■ EXERCISE PROMPT
Please repeat exactly the lines from the one containing "Note to the class: identify the rippled" through the last line of the records below, both included, and leave out any pictures.

■ EXERCISE DATA
*** Block opens ***

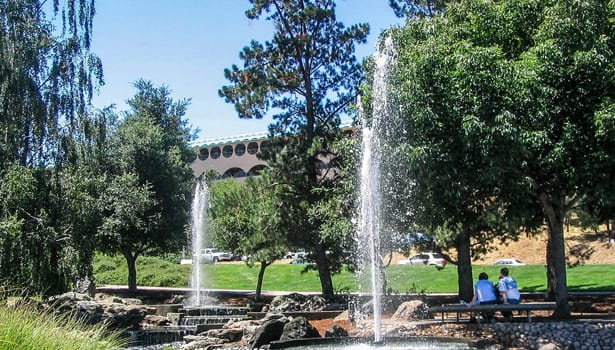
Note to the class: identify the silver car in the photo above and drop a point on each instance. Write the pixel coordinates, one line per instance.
(435, 259)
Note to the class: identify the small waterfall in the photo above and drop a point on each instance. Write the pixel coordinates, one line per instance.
(200, 204)
(370, 195)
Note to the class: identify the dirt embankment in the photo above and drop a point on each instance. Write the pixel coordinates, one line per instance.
(583, 246)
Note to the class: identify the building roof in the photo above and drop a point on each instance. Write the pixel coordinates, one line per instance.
(345, 124)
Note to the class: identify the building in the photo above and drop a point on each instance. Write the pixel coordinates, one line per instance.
(235, 156)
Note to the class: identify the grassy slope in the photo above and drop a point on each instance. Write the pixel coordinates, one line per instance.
(285, 277)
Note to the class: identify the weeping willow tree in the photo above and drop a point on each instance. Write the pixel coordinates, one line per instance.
(47, 78)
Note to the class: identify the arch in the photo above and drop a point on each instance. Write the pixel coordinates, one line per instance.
(203, 154)
(215, 152)
(257, 170)
(227, 151)
(234, 173)
(240, 149)
(252, 147)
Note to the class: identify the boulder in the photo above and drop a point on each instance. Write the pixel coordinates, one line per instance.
(297, 302)
(126, 316)
(156, 320)
(412, 310)
(336, 332)
(271, 330)
(299, 328)
(80, 305)
(229, 334)
(198, 342)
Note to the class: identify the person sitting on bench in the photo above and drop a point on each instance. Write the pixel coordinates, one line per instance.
(484, 294)
(509, 291)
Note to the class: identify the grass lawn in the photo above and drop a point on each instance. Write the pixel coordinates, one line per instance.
(402, 279)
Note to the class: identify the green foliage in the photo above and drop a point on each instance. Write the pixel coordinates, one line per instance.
(153, 271)
(503, 116)
(307, 76)
(148, 177)
(289, 277)
(417, 8)
(28, 328)
(47, 77)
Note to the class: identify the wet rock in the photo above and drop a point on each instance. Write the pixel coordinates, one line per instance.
(230, 334)
(299, 328)
(197, 342)
(271, 330)
(81, 305)
(297, 302)
(336, 332)
(156, 320)
(126, 316)
(412, 310)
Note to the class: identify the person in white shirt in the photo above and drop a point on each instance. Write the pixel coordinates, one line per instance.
(509, 291)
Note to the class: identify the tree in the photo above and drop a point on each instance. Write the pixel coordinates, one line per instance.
(307, 75)
(147, 203)
(47, 78)
(417, 8)
(450, 108)
(533, 100)
(246, 220)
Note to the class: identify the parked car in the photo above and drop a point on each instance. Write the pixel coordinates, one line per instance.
(295, 255)
(509, 261)
(435, 259)
(302, 261)
(213, 255)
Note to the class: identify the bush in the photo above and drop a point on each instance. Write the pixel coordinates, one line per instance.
(26, 328)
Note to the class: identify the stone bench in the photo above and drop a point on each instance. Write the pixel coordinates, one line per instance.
(458, 309)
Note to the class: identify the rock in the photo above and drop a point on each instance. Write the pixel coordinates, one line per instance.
(286, 303)
(344, 316)
(85, 285)
(230, 334)
(297, 302)
(271, 330)
(156, 320)
(336, 332)
(80, 305)
(126, 316)
(197, 342)
(299, 328)
(412, 310)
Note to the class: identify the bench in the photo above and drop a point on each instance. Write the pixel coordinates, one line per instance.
(461, 308)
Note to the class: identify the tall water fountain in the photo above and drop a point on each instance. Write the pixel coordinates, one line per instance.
(200, 204)
(370, 198)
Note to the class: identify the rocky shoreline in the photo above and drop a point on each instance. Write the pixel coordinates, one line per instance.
(411, 320)
(569, 335)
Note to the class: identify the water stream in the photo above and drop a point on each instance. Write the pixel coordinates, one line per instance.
(370, 190)
(200, 204)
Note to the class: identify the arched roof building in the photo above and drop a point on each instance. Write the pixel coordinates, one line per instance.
(233, 156)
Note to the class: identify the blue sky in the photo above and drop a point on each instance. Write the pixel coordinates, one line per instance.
(186, 44)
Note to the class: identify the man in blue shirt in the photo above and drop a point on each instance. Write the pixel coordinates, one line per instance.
(484, 294)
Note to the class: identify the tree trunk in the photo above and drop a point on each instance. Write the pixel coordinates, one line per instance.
(326, 283)
(557, 287)
(259, 282)
(464, 267)
(132, 271)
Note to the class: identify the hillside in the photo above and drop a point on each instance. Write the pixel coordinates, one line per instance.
(595, 249)
(531, 250)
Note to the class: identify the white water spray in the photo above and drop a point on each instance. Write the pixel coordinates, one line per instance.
(200, 204)
(370, 204)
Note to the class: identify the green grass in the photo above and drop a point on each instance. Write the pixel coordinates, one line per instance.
(25, 328)
(402, 279)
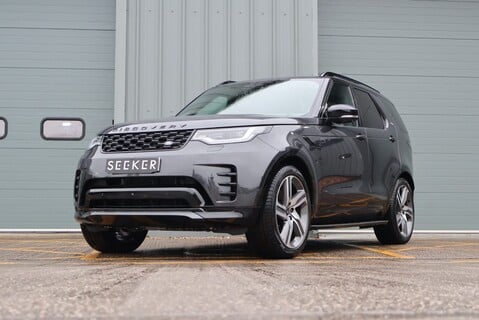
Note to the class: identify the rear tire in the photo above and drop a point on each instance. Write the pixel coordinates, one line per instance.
(113, 240)
(283, 226)
(400, 216)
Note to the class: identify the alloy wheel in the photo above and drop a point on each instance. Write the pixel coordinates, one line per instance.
(292, 212)
(405, 211)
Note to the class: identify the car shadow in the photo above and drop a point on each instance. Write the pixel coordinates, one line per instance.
(236, 249)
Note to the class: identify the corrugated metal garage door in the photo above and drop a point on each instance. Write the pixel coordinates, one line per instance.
(423, 55)
(56, 60)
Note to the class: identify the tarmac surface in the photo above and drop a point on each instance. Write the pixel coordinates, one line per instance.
(339, 276)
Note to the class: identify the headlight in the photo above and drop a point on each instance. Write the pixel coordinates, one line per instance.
(95, 142)
(229, 135)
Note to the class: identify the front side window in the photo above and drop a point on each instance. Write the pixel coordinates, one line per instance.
(290, 98)
(62, 129)
(341, 94)
(369, 115)
(3, 128)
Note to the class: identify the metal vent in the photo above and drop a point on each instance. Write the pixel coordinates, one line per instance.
(145, 141)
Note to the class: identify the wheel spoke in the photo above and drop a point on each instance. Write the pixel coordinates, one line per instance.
(404, 225)
(281, 211)
(404, 193)
(286, 190)
(299, 199)
(399, 221)
(298, 227)
(287, 232)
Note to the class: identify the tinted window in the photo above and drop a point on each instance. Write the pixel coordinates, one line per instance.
(3, 128)
(276, 98)
(391, 113)
(340, 94)
(369, 115)
(63, 129)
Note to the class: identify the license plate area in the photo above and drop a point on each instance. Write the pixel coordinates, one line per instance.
(140, 165)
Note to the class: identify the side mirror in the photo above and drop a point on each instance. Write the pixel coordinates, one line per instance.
(341, 113)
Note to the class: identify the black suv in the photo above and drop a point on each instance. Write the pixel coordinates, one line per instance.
(270, 158)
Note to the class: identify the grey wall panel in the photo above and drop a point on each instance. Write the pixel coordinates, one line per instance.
(55, 48)
(51, 88)
(443, 19)
(423, 56)
(176, 49)
(57, 14)
(399, 56)
(56, 60)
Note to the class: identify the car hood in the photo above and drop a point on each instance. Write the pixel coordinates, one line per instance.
(204, 122)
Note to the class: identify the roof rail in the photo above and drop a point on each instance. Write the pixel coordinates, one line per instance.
(340, 76)
(226, 82)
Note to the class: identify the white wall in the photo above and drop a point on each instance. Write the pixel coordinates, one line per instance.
(177, 48)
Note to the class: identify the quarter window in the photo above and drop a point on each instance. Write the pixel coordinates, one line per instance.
(369, 115)
(3, 128)
(62, 129)
(340, 94)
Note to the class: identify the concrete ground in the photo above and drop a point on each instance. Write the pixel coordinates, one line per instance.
(339, 276)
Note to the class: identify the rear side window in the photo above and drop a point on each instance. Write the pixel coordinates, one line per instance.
(3, 128)
(369, 115)
(340, 94)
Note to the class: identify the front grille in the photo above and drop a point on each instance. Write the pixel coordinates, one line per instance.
(145, 141)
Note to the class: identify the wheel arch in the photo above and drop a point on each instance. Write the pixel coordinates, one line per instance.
(297, 161)
(408, 177)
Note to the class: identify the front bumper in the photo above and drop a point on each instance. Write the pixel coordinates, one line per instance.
(199, 187)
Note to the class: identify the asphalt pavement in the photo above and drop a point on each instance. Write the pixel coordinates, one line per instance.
(339, 276)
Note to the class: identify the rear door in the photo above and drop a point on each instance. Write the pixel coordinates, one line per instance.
(383, 152)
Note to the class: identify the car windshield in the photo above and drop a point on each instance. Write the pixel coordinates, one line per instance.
(291, 98)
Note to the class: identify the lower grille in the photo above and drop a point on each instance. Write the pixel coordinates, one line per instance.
(139, 203)
(144, 188)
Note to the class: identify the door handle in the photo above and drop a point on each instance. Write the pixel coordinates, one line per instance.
(360, 137)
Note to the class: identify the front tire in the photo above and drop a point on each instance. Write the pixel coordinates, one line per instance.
(113, 240)
(400, 216)
(283, 227)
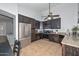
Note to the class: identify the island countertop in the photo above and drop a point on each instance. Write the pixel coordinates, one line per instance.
(71, 41)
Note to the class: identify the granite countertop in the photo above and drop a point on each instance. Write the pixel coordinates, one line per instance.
(71, 41)
(59, 33)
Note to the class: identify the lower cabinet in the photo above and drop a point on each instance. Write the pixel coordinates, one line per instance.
(69, 50)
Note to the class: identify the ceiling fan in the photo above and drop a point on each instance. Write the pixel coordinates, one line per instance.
(50, 16)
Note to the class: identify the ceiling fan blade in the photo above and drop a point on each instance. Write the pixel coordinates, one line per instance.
(43, 16)
(55, 15)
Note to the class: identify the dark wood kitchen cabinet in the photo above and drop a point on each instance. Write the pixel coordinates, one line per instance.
(47, 24)
(70, 50)
(52, 24)
(37, 24)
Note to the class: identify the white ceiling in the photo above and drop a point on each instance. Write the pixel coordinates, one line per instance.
(38, 7)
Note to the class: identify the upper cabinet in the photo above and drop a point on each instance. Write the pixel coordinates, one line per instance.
(37, 24)
(52, 24)
(25, 19)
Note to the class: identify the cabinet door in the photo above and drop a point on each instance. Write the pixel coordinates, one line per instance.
(37, 24)
(47, 24)
(56, 23)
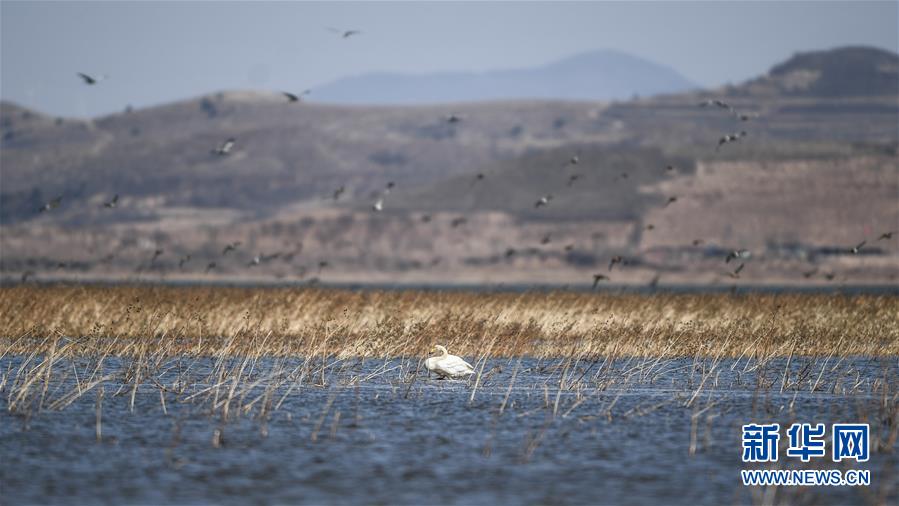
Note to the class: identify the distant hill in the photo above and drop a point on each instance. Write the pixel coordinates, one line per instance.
(815, 174)
(840, 72)
(596, 75)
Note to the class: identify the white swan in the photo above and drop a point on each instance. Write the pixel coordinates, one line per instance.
(448, 366)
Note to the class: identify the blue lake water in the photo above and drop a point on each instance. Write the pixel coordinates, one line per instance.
(628, 431)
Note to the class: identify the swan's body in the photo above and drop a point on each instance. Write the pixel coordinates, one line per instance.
(448, 366)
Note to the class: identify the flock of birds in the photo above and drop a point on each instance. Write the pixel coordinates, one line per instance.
(450, 362)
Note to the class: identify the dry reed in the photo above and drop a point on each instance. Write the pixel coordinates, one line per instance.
(165, 321)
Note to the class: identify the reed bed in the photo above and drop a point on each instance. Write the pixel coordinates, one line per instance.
(170, 321)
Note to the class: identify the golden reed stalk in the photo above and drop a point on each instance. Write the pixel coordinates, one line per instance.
(230, 321)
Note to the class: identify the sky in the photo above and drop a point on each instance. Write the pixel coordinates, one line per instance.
(157, 52)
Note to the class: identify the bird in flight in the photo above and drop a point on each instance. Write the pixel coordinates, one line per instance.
(617, 259)
(231, 247)
(291, 97)
(225, 148)
(543, 201)
(574, 160)
(599, 277)
(53, 204)
(736, 273)
(735, 254)
(717, 103)
(89, 80)
(344, 34)
(730, 138)
(458, 221)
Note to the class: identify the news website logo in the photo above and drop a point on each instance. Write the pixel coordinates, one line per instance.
(849, 441)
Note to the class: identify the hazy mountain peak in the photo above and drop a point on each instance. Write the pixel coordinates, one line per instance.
(845, 71)
(594, 75)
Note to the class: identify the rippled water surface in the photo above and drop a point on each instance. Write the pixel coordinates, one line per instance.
(631, 431)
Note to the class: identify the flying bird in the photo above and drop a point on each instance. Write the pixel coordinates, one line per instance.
(717, 103)
(89, 80)
(344, 34)
(225, 148)
(735, 254)
(599, 277)
(730, 138)
(53, 204)
(231, 247)
(736, 273)
(291, 97)
(544, 200)
(617, 259)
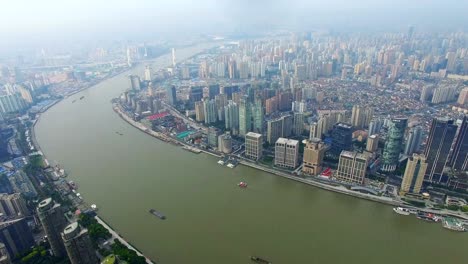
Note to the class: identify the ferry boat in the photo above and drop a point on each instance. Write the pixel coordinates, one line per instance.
(428, 217)
(157, 214)
(453, 224)
(401, 210)
(259, 260)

*** Block closes ***

■ ANSWER TO THIS PROBLEM
Note to the class: identify the rippled water surface in the photo above and drop a point on each instance. Write the pixel coordinates, one line per instance.
(631, 431)
Note to the class: identify the flying bird in the photo above and drop a point on each instance. Write the pixel coordinates, one line per instance.
(717, 103)
(89, 80)
(344, 34)
(225, 148)
(735, 254)
(599, 277)
(730, 138)
(53, 204)
(231, 247)
(736, 273)
(291, 97)
(544, 200)
(617, 259)
Note to the class: identify the ferry boat in the photo above and drop a point on each instance. Write the pixel coordinates, one line per instance.
(428, 217)
(157, 214)
(453, 224)
(401, 210)
(259, 260)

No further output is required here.